__CONSIGNES__
**A)** Quelles mesures l'extrait attribue-t-il au traité du 19 juillet ? Énumérez-les toutes.
**B)** Recopiez l'extrait à partir des mots « MaeRµ. - Et » et arrêtez-vous après « de 609,353 tonneaux. ».

__TEXTE EXTRAIT__
- - - - -
M. d'Hane-Steenhuyseµ. - De quelle année ?

MaeRµ. - De l'année 1863 ; vous voyez que ce n'est pas vieux.

Voici, messieurs, les conclusions de ce rapport ; je supprime divers passages qui paraîtraient peut-être trop honorables pour le cabinet. Voici ces conclusions :

« L'ensemble de ces dispositions place donc notre commerce et notre navigation dans des conditions exceptionnellement favorables et nous augurons bien de l'avenir qui leur est réservé.

« Dès que les malheureuses guerres dont nous sommes témoins auront cessé d'exercer leur funeste influence, et que, par l'extension du réseau de nos chemins de fer, par la révision de la réduction des tarifs (révision qui a eu lieu et qui a valu au ministère de nouveaux remerciements), (page 79) nous pourrons obtenir dans nos transports de terre des facilités analogues à celles que le traité du 19 juillet a apportées dans nos transports maritimes. »

Ce traité est celui qui a affranchi la navigation des droits de tonnage, sacrifice d'un million pour le trésor ; qui a réduit le droit de pilotage, nouveau sacrifice da 200,000 fr. pour le trésor ; qui a réduit les taxes locales d'Anvers, sacrifice de 40,000 fr., je crois, pour la ville. Voilà ce qu'a été le traité du 19 juillet, indépendamment de ce qu'il a affranchi l'Escaut de tous péages envers la Hollande.

M. d'Hane-Steenhuyseµ. - Il a eu le malheur de venir 14 ans trop tard.

MaeRµ. - Il est venu tard, dit-on, mais au moins faut-il avouer que l'affaire n'était pas facile à conclure.

M. Bouvierµ. - Ils en sont peut-être fâchés.

MaeRµ. - Et sous ce rapport, je n'ai pas vu que les amis de l'honorable membre aient abouti au résultat que nous avons obtenu, pendant les années où ils étaient au pouvoir.

Maintenant, pour l'édification du pays, dans l'intérêt même du port d'Anvers, pour éclairer le commerce étranger et l'encourager à venir de plus en plus dans nos ports, permettez-moi de citer quelques chiffres.

Je vais comparer 1830 à 1863 ou plutôt, pour être aussi favorable que possible à la thèse de l'honorable membre, je comparerai à 1863 l'année 1829, l'année la plus prospère du commerce des Pays-Bas à Anvers, pendant les quinze années de la réunion.

Eh bien, le mouvement des navires a été en 1829 de 1,028 avec un tonnage de 160,658 tonneaux ; en 1863, le nombre des navires a été de 2,553 navires avec un tonnage de 609,353 tonneaux.
- - - - -
__LIGNES DE DONNÉES__
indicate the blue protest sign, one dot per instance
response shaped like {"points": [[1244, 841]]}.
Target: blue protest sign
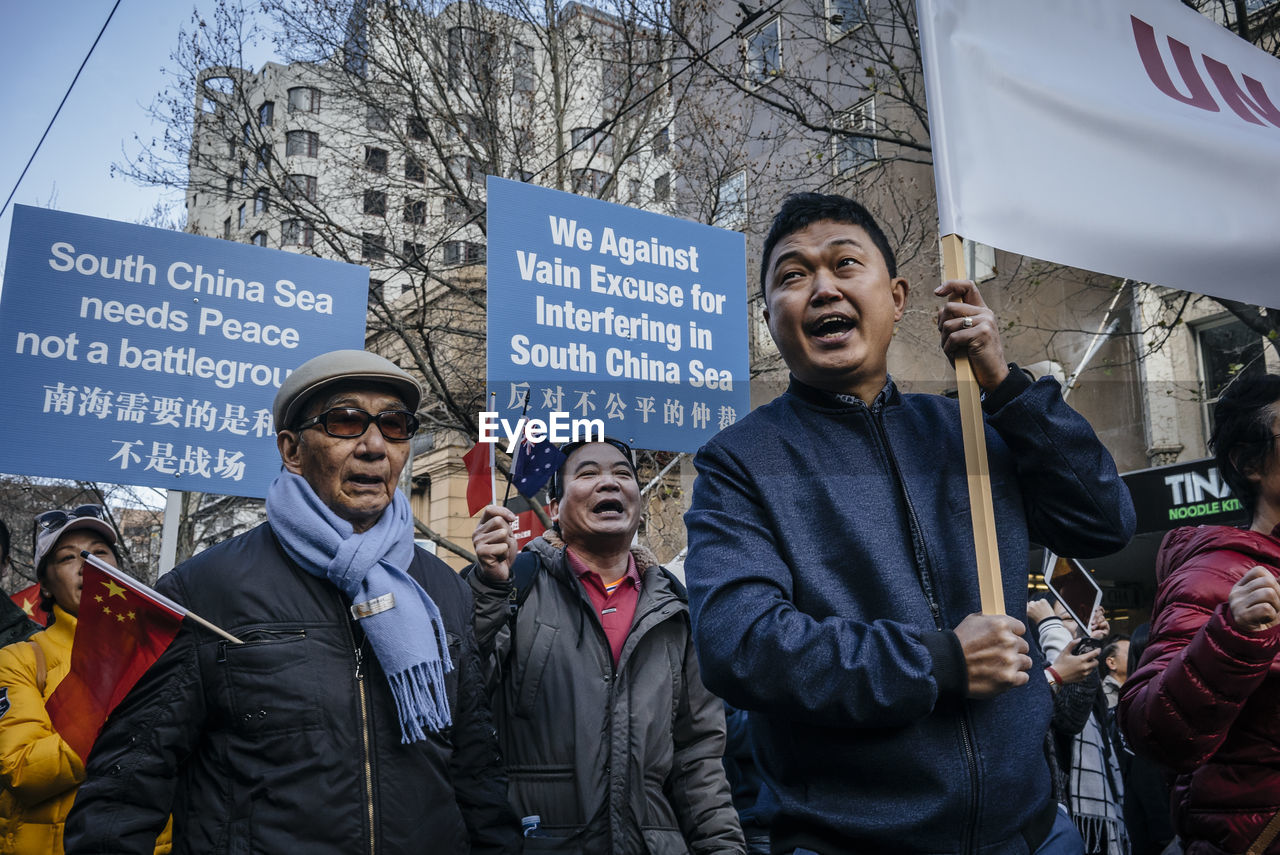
{"points": [[151, 357], [599, 311]]}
- - - - -
__CORRIGÉS__
**A)**
- Il a affranchi la navigation des droits de tonnage.
- Il a réduit le droit de pilotage.
- Il a réduit les taxes locales d'Anvers.
- Il a affranchi l'Escaut de tous péages envers la Hollande.

**B)**
MaeRµ. - Et sous ce rapport, je n'ai pas vu que les amis de l'honorable membre aient abouti au résultat que nous avons obtenu, pendant les années où ils étaient au pouvoir.

Maintenant, pour l'édification du pays, dans l'intérêt même du port d'Anvers, pour éclairer le commerce étranger et l'encourager à venir de plus en plus dans nos ports, permettez-moi de citer quelques chiffres.

Je vais comparer 1830 à 1863 ou plutôt, pour être aussi favorable que possible à la thèse de l'honorable membre, je comparerai à 1863 l'année 1829, l'année la plus prospère du commerce des Pays-Bas à Anvers, pendant les quinze années de la réunion.

Eh bien, le mouvement des navires a été en 1829 de 1,028 avec un tonnage de 160,658 tonneaux ; en 1863, le nombre des navires a été de 2,553 navires avec un tonnage de 609,353 tonneaux.